- [INPUT ROWS]
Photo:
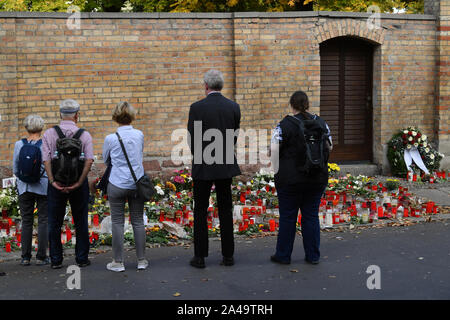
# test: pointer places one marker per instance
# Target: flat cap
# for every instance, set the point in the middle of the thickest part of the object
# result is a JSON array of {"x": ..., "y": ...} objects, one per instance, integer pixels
[{"x": 69, "y": 106}]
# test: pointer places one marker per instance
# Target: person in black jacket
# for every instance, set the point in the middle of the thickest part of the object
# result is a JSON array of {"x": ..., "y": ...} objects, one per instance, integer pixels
[
  {"x": 212, "y": 125},
  {"x": 297, "y": 189}
]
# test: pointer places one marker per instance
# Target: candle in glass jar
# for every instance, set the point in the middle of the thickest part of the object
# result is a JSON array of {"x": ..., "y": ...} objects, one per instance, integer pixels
[
  {"x": 429, "y": 207},
  {"x": 272, "y": 225},
  {"x": 380, "y": 212},
  {"x": 405, "y": 213}
]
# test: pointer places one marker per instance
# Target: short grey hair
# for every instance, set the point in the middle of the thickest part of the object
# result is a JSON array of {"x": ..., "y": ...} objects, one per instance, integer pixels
[
  {"x": 214, "y": 79},
  {"x": 34, "y": 123}
]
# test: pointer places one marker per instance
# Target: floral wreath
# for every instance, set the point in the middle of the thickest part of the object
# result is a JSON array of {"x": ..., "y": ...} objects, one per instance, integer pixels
[{"x": 408, "y": 139}]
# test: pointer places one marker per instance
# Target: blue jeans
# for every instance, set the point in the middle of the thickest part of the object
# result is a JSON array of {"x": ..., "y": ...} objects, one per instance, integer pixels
[
  {"x": 291, "y": 198},
  {"x": 79, "y": 201}
]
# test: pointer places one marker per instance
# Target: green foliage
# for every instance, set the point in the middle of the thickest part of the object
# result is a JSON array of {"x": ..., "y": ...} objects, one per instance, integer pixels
[{"x": 411, "y": 6}]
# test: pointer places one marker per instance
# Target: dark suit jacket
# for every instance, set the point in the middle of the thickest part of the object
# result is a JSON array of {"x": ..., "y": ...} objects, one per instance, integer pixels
[{"x": 215, "y": 112}]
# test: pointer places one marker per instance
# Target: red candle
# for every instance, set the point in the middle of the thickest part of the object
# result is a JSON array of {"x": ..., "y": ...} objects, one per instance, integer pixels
[
  {"x": 380, "y": 212},
  {"x": 95, "y": 220},
  {"x": 272, "y": 225},
  {"x": 429, "y": 207},
  {"x": 405, "y": 213},
  {"x": 68, "y": 234},
  {"x": 336, "y": 219}
]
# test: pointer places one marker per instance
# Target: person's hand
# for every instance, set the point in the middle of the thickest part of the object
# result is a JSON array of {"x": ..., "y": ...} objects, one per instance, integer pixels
[
  {"x": 73, "y": 187},
  {"x": 57, "y": 186}
]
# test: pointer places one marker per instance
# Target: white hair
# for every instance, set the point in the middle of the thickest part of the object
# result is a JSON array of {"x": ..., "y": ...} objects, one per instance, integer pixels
[
  {"x": 214, "y": 79},
  {"x": 33, "y": 123}
]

- [TASK REQUIREMENTS]
Repeat the listing in full and exactly. Do not include any images.

- [RESPONSE FOR THIS EXERCISE]
Photo:
# test: pointer places one marker per instance
# Target: flat cap
# for every instance, set the point in the middle of the thickest part of the object
# result is a JSON array of {"x": ..., "y": ...} objects, one per instance, integer pixels
[{"x": 69, "y": 106}]
# test: pointer places one marker per instance
# Target: person in black jacket
# for every instance, set the point in the middle of the thickest part of the object
# result is a JSON array of {"x": ..., "y": ...} objects, one per instance, integer pixels
[
  {"x": 212, "y": 125},
  {"x": 297, "y": 189}
]
# test: pointer places one marker per instance
# Target: candle in glass jar
# for every instance, set the point in the middle of the thickest part of the object
# result is a JSON array of {"x": ..., "y": ...} objects, one per instance, integer pixels
[
  {"x": 429, "y": 207},
  {"x": 272, "y": 225},
  {"x": 380, "y": 212},
  {"x": 405, "y": 213}
]
# test: pointer places one marker per instance
# Target: short grey hair
# for every instance, set the point in the middle of the thickest part of the object
# result is a JSON array of {"x": ..., "y": ...} objects, one per instance, integer pixels
[
  {"x": 214, "y": 79},
  {"x": 34, "y": 123}
]
# test: pointer places one marker per instance
# Target: floral wreath
# for every instance, set the point in the middle of the thickest part of the object
# result is a JSON array of {"x": ..., "y": ...} objects, one per instance, integer pixels
[{"x": 408, "y": 139}]
# test: pointer places one marker per instance
# Target: blue jeans
# for every instance, set the point in the middle of the thickest part of the object
# result is a JSON array of {"x": ..., "y": ...} objects, one per instance, integer pixels
[
  {"x": 291, "y": 198},
  {"x": 79, "y": 201}
]
# test: pointer places one marker per instance
# Target: green foliage
# for every instance, set the point in the middle of the thickest part of the object
# result is a JSON array of {"x": ..., "y": ...} objects, one per instance, integer pixels
[{"x": 411, "y": 6}]
# test: pointer places one marker per instance
# Target: dark suit jacket
# for every instance, set the point in the middle of the thickest part of the object
# result is a JSON array of {"x": ..., "y": ...} objects, one per instance, integer pixels
[{"x": 215, "y": 112}]
# test: pointer places one marker per instance
# Target: red candle
# for every instance, set the point in the middle of the thickest part of the object
# result is a JSON array of {"x": ..., "y": ...} objects, one per instance, integer pixels
[
  {"x": 380, "y": 212},
  {"x": 95, "y": 220},
  {"x": 272, "y": 225},
  {"x": 429, "y": 207},
  {"x": 405, "y": 213},
  {"x": 68, "y": 234},
  {"x": 336, "y": 219}
]
# test: pointer places one marker per instance
# Target: person's hand
# for every instance, set the point in the middle of the thickest part of the object
# result is a JSON array of {"x": ..., "y": ...} objects, one per instance, integer pixels
[
  {"x": 73, "y": 187},
  {"x": 57, "y": 186}
]
# test: pointer places one marker per instance
# Target: white hair
# for every instance, set the point in the middle of the thickest part of the object
# result is a JSON array of {"x": ..., "y": ...} objects, one per instance, integer pixels
[
  {"x": 214, "y": 79},
  {"x": 33, "y": 123}
]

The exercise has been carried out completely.